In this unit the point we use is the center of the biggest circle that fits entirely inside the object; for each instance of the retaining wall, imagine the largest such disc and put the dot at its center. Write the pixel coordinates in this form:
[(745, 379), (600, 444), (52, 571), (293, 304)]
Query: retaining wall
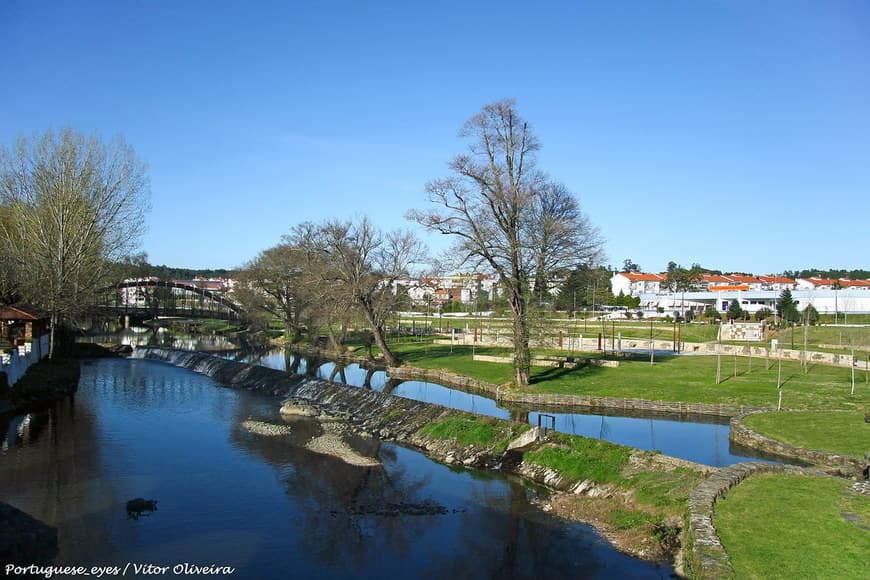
[(570, 344), (503, 394), (745, 436), (709, 558), (15, 364)]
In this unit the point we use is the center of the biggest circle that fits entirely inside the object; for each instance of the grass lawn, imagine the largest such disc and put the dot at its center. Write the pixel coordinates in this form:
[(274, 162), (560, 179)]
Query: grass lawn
[(678, 378), (833, 336), (842, 432), (786, 526)]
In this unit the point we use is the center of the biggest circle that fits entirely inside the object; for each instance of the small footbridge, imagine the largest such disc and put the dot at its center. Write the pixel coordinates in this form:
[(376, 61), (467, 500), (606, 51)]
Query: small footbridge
[(152, 298)]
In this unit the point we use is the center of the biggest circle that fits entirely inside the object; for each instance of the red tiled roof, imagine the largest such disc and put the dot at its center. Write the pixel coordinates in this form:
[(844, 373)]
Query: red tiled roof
[(643, 277), (846, 283), (743, 278), (816, 281), (714, 279), (773, 279)]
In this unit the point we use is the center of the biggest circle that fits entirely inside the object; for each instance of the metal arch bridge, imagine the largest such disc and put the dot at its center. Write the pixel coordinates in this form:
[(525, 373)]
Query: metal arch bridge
[(162, 298)]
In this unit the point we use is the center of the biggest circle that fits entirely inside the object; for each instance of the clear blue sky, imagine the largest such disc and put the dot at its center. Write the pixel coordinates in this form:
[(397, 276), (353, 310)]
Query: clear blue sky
[(734, 133)]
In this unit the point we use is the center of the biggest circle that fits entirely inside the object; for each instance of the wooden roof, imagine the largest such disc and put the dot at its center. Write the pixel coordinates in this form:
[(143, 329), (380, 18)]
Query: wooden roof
[(22, 312)]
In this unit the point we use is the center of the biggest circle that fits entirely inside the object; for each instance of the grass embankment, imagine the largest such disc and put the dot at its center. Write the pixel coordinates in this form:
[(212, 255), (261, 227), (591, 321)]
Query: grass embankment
[(483, 432), (781, 526), (841, 432), (644, 513), (688, 379), (44, 381)]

------

WHAT IS ASKED =
Revise all of the records above by replacing "pixel coordinates" with "image coordinates" wherever it occurs, leaving everything else unchanged. Omit the pictures from your answer.

RESPONSE =
In this unit the point we use is the center of the biggest circle that fits entirely inside the object; for each instance of the retaining wall, imagine the largest such disc and put the dot at its center. Write the image coordinates in this form:
[(745, 379), (600, 444), (52, 571), (293, 304)]
Query: retaining wall
[(570, 344), (503, 394), (745, 436), (709, 558), (15, 364)]
In this unit the point we use is the center of the biggest circle that fits entirely inside the object; for each instance of the grass lawn, imagine the largest such disc and put the dot at its center. Write the image coordinates in this form:
[(274, 162), (560, 179)]
Query: grass lawn
[(678, 378), (833, 336), (842, 432), (786, 526)]
In this unit the point we use is the center of the biggest circle that fits entirely inside the object; for each instance of the small footbridge, imagine the largest such disc and put the dot at its center. Write the image coordinates in this form:
[(376, 61), (467, 500), (606, 51)]
Query: small footbridge
[(152, 298)]
In this unit the point we use is the center of the biggest circle that fits entirely inside the object; for each instance of the red tiled roof, imagine the largest such disc and put the dot at its center. Write the image coordinates in this form:
[(844, 373)]
Query: red tiled roof
[(643, 277), (846, 283), (743, 278), (816, 281), (714, 279), (773, 279)]
In this unit the point we use is the center of the biggest circle that fits entirely inside the object; for each instance of the metal arch bridge, imagine the largest such disc and put the dot at its center. Write the image coordinates in this form:
[(525, 373)]
Query: metal arch bridge
[(162, 298)]
In this unit the point we use is the center of the biggest circle that fits entirely inside the object; for each instance of the clear blue sky, imagine the largest such disc and put the dot at its center. Write the image coordinates in this form:
[(397, 276), (353, 310)]
Query: clear blue sky
[(734, 133)]
In this unit the point we use is the center of the biggest circle that fits entirely inside the object; for each instance of the wooden roof, imagine the largest such disc and put the dot at its center. Write the image coordinates in this form:
[(143, 329), (380, 18)]
Query: wooden roof
[(22, 312)]
In this unit the point we use is the center of the biggest circle that fits entirely inside the object; for each instance of the grass embankment, imagine the largest such disc and put the dot at its center. Write the image coordinates in this form:
[(212, 255), (261, 227), (591, 321)]
Query: grass embankment
[(483, 432), (781, 526), (841, 432), (644, 513), (688, 379), (44, 381)]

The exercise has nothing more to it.